Samedi 18 septembre 1999
Abbatiale
Johann Sebastian Bach : Motets à double choeur ; Suites pour violoncelle seul
Peter Bruns (violoncelle)
Chorus Musicus Köln, Das Neue Orchester, Christoph Spering (direction)

Dimanche 19 septembre 1999
11h00 Tour Dauphine
Deux découvertes : Le Livre de tablature de clavescin de Marc Roger Normand Couperin ; The Purcell Manuscript
Davitt Moroney (clavecin)

20h00 Abbatiale
Ludwig van Beethoven : Symphonies 6 & 5
Ensemble Anima Eterna, Jos Van Immerseel (direction)

Pour son vingtième anniversaire, le Festival propose une floraison d’interprètes fidèles à ce petit village de l’Ain. En premier lieu, bien sûr, Jordi Savall dont la venue à Ambronay coïncida avec ses premiers enregistrements. Entre deux symboles de l’époque glorieuse de la péninsule, un poète écrivain et un peintre, le chef catalan proposait un programme bien composé et parfaitement exécuté, entre la danse sacrée et la méditation séculière, avec un effectif réduit mais efficace : trois violes (Savall au dessus de viole, l’aristocratique Sergi Casademunt au ténor, et Sophie Watillon à la basse), le violone de l’explorateur des musiques baroques de l’Est, Lorenz Duftschmid, le théorbe et la guitare de Xavier Diaz, l’orgue du jeune Luca Guglielmi, le merveilleux coeur pulsatif des percussions de Pedro Estevan, et un quatuor vocal masculin où l’on remarquait la belle voix falsettisante de Carlos Mena, à côté de Lambert Climent, Francesc Garrigosa et Daniel Carnovich.

Consigne: Transcrivez, s'il vous plaît, le passage de l'extrait qui commence aux mots « Samedi 18 septembre » et s'arrête après « Van Immerseel (direction) ». Les lignes ci-dessous ne jouent aucun rôle ici.

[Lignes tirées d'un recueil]
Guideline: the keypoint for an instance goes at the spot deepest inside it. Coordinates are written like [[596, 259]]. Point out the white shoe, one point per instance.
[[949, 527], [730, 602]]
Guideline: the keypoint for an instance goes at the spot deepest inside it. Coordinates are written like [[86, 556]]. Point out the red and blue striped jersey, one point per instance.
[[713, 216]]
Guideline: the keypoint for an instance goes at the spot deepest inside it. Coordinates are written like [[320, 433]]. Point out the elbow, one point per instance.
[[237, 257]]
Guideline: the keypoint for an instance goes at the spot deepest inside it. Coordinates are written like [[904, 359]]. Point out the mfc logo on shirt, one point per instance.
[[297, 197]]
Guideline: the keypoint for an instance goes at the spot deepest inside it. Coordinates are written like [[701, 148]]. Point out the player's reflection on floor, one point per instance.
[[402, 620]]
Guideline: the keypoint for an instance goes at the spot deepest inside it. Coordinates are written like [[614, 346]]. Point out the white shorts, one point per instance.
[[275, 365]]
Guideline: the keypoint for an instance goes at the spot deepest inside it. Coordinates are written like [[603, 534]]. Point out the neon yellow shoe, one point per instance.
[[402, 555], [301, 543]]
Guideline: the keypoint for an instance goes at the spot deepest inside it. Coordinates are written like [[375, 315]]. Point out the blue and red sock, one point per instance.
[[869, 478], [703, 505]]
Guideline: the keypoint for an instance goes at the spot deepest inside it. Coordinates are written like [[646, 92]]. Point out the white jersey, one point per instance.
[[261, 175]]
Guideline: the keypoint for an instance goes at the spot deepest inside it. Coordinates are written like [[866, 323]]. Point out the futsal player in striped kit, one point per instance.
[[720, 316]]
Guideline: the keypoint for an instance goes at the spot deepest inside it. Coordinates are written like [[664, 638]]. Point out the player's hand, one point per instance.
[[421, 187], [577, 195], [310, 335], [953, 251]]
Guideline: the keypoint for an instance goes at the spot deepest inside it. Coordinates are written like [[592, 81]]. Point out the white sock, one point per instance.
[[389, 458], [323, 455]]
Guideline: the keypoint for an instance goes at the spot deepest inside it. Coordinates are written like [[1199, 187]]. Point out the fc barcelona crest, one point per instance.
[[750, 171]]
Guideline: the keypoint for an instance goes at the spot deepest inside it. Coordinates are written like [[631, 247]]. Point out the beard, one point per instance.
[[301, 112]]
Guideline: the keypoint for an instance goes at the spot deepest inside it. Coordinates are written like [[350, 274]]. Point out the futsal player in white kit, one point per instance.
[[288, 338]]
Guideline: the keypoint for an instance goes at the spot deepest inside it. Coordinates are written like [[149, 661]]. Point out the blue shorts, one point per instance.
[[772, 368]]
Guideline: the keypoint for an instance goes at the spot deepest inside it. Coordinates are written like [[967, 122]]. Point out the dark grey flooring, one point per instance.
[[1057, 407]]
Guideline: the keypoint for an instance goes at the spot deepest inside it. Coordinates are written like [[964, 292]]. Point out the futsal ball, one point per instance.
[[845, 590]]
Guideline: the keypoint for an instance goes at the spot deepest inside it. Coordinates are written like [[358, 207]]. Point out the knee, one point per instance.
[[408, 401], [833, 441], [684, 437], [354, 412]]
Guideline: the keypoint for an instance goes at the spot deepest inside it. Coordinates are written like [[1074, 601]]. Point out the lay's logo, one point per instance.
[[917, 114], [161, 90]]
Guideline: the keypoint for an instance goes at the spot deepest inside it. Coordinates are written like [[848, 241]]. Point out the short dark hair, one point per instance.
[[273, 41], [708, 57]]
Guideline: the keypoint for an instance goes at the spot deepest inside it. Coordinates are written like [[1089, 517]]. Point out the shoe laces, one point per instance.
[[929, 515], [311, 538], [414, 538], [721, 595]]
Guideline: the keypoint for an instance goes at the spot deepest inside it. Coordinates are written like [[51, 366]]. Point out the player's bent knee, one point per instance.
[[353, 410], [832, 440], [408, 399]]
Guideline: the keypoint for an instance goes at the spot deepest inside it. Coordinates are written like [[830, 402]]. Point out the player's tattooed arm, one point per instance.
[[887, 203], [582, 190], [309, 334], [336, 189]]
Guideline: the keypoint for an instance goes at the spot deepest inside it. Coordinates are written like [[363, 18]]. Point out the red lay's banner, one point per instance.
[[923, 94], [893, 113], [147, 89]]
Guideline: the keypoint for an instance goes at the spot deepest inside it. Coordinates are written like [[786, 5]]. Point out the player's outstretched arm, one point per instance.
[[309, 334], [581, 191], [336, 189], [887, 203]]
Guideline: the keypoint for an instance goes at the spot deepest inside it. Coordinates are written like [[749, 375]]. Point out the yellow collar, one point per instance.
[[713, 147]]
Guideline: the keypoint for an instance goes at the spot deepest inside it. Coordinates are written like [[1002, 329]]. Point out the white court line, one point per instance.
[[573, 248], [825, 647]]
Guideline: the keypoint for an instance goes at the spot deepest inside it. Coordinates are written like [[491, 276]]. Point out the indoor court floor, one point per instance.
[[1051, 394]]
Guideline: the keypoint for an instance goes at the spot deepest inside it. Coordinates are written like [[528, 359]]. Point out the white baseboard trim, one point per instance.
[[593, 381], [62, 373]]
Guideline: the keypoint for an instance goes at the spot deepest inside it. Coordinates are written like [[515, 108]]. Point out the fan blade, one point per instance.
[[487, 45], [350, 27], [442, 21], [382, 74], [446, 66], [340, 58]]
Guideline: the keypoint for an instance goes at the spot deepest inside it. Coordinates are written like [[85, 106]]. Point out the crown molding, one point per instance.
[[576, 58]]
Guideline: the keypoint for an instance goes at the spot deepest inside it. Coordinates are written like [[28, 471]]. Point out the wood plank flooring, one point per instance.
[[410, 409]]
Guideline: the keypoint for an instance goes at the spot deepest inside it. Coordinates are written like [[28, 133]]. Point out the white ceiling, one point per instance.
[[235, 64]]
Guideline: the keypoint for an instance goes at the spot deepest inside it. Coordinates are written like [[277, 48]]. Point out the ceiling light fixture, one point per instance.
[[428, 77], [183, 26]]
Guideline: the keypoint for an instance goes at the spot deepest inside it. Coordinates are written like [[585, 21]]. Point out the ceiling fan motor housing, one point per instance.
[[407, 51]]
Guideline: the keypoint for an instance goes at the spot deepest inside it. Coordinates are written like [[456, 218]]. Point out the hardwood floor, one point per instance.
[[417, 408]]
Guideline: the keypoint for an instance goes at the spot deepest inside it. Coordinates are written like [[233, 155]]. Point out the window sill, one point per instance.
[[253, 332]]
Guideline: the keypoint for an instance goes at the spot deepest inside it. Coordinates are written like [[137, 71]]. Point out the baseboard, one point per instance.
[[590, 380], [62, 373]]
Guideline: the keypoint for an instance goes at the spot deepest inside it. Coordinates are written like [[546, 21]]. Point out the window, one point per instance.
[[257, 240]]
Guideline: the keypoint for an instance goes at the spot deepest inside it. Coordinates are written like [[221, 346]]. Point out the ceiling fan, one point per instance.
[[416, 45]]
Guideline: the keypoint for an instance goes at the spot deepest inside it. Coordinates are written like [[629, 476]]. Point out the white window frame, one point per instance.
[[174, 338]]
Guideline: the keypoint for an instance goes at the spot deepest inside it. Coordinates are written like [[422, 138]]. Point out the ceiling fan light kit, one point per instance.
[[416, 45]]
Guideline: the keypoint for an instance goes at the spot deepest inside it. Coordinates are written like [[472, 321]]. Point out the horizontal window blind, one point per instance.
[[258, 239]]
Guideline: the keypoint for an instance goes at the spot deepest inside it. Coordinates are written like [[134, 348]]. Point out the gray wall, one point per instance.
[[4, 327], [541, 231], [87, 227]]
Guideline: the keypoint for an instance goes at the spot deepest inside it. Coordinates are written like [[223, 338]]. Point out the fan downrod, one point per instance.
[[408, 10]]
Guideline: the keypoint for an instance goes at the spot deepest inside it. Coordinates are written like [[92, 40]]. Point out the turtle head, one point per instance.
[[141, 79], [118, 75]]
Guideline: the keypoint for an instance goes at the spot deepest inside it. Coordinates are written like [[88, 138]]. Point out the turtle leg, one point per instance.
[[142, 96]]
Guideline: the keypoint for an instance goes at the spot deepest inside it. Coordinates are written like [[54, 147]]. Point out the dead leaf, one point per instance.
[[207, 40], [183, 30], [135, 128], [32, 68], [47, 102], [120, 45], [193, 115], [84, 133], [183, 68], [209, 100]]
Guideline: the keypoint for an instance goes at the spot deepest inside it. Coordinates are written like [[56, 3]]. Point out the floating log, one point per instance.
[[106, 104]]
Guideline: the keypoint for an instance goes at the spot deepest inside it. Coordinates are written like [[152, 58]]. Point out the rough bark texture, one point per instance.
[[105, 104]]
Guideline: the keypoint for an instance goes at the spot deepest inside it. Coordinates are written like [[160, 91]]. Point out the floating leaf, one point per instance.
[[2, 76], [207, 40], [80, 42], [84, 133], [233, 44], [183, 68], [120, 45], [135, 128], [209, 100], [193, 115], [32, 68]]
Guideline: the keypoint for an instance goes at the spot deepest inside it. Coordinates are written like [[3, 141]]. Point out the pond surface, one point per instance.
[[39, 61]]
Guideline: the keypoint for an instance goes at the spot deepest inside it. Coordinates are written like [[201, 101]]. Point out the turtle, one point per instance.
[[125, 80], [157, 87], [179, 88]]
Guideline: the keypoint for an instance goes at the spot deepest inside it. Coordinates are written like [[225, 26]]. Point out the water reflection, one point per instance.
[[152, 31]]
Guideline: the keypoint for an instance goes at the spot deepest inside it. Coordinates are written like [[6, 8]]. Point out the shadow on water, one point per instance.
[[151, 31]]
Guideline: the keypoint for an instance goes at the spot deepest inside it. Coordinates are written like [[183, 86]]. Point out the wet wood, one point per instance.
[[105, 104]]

Résultat:
Samedi 18 septembre 1999
Abbatiale
Johann Sebastian Bach : Motets à double choeur ; Suites pour violoncelle seul
Peter Bruns (violoncelle)
Chorus Musicus Köln, Das Neue Orchester, Christoph Spering (direction)

Dimanche 19 septembre 1999
11h00 Tour Dauphine
Deux découvertes : Le Livre de tablature de clavescin de Marc Roger Normand Couperin ; The Purcell Manuscript
Davitt Moroney (clavecin)

20h00 Abbatiale
Ludwig van Beethoven : Symphonies 6 & 5
Ensemble Anima Eterna, Jos Van Immerseel (direction)